#### [Task brief]
Say how many lines in the records contain the string "below". Nothing but the number should be given.

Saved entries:

-=-=-

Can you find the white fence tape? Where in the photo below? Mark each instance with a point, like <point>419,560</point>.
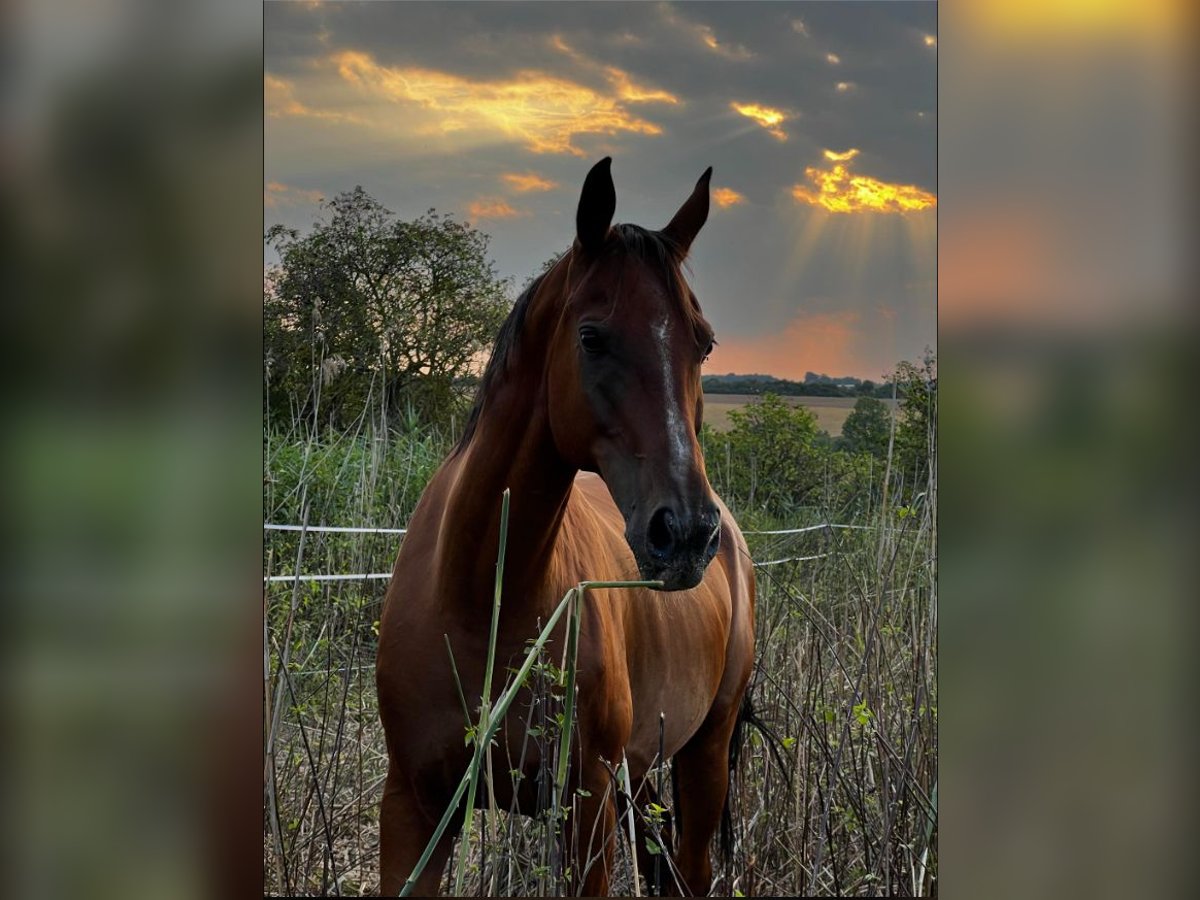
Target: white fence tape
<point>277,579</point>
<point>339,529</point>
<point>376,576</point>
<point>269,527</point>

-=-=-

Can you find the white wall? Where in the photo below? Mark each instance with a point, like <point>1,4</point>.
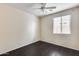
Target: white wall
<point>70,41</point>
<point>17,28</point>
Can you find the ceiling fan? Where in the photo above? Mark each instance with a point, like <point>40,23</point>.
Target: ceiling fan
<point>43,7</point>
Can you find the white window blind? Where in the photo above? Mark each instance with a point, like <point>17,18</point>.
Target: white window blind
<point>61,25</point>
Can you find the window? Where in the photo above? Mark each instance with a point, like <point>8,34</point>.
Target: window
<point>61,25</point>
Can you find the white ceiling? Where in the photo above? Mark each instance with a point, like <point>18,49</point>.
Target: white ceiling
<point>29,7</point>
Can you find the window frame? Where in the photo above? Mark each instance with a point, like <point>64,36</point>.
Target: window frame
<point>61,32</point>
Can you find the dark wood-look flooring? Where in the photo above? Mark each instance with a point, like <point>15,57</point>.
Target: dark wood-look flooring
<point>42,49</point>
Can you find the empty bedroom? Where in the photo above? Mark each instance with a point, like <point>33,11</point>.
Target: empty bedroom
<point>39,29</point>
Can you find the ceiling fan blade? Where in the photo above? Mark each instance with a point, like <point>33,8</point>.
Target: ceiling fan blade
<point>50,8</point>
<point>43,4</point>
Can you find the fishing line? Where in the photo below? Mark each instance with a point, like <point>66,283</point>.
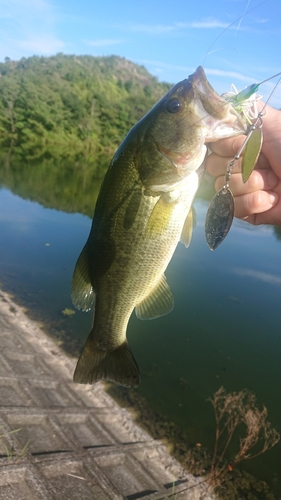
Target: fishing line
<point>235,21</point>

-=-=-

#### [Solution]
3